## Problem set
- a) In the Budget 2020 coverage, what is the maximum number of days for which the SSP refund will be paid?
- b) List every person named in the Budget 2020 coverage.
- c) Please carry on the Budget 2020 coverage from its final sentence.

---------- Reading text ----------

Budget 2020: Boris Johnson hints that sick pay may be extended to self-employed
The first Budget 2020 hint comes before Rishi Sunak has even unveiled his red briefcase.
Responding to a question from Jeremy Corbyn in PMQs, Boris Johnson states that people “on all types of contracts” will be protected and that no one who stays at home will be penalised.
This is a clear signal that the government is considering the self-employed in its coronavirus response planning, and may extend sick pay to this group, something various groups have called for in recent weeks.
Budget 2020: Small businesses to be given SSP refund
As expected, Rishi Sunak announces that small businesses will be given an SSP refund for any employees that have to self-isolate due to the coronavirus.
This will apply to all businesses with less than 250 employees and be paid for a maximum of 14 days.
Other SSP measures include SSP being paid from day 1 instead of day 4, and employees being able to self-certify through the 111 NHS number.

---------- Provided material ----------

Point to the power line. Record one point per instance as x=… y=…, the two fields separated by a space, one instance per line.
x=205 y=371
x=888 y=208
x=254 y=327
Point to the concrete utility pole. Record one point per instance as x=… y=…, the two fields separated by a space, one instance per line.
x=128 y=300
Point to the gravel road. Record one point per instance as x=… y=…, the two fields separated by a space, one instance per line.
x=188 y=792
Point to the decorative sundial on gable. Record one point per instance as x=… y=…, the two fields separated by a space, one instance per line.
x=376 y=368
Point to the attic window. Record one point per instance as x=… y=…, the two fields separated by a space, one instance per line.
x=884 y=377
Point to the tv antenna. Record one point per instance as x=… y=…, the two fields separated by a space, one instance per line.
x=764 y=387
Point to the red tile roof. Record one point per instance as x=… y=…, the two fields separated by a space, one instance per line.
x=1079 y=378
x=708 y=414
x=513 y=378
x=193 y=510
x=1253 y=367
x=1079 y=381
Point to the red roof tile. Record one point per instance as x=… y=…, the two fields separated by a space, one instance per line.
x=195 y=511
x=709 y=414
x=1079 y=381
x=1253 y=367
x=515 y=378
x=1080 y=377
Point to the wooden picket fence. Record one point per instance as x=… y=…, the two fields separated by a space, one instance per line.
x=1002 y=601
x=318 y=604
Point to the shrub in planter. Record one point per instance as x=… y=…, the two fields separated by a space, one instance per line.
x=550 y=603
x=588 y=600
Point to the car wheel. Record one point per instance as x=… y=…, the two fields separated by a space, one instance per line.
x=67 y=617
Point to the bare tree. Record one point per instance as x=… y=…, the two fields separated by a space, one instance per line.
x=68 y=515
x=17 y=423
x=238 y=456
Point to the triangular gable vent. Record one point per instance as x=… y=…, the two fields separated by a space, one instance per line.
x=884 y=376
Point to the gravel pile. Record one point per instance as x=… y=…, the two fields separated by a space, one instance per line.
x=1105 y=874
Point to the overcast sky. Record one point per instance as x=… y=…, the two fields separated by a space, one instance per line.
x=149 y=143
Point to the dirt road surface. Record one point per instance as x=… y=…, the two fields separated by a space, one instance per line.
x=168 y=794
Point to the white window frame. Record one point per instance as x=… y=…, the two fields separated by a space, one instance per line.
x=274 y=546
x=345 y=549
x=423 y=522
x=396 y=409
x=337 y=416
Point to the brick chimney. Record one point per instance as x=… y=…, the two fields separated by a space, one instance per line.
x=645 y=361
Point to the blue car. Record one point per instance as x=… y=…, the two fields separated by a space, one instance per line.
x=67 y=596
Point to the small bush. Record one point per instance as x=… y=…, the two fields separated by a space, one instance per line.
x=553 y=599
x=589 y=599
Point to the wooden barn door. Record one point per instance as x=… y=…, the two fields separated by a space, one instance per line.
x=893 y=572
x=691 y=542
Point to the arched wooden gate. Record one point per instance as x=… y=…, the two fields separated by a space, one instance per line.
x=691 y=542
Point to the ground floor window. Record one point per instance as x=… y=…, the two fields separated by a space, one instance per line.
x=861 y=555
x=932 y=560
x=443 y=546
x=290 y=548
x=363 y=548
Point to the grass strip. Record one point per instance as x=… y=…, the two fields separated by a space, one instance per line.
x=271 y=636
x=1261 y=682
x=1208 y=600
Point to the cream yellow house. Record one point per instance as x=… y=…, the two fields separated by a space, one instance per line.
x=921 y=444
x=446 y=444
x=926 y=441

----------

## Set of answers
- a) A maximum of 14 days.

- b) Boris Johnson, Rishi Sunak, Jeremy Corbyn

- c)
However, while there were some measures to support the self-employed (including easier access to benefits like the employment support allowance), there was no mention of extending SSP to the self-employed.
Budget 2020: Business rates to be abolished for small leisure and hospitality businesses for 12 months
In a measure likely to make a significant difference to small businesses across the UK, Sunak announces that businesses rates will be abolished for 12 months for all businesses with a ratable value below £51,000 operating in the leisure and hospitality sector.
Sunak also announces that a full business rates review has been delayed to the Autumn budget.
Budget 2020: Living wage to be increased to £10.50 per hour by 2024
A measure likely to increase costs for small businesses, Sunak confirms that the National Living Wage (the new name for the national minimum wage) will increase to 2/3 of median earnings by 2024.
At current rates, that would mean a 2024 National Living Wage of £10.50 per hour.
Budget 2020: Entrepreneurs' relief to be reformed, not abolished
Sunak notes criticism of Entrepreneurs' Relief and notes that, following the recommendations of the Federation of Small Businesses, the lifetime limit will be reduced from £10m to £1m.
This seems like a sensible middle ground, raising funds for the government while still encouraging business investment.
Budget 2020: Alcohol duty and fuel duty to be frozen
In a measure likely to benefit both consumers and small businesses, Sunak announces that both alcohol duty and fuel duty will be frozen in the next tax year.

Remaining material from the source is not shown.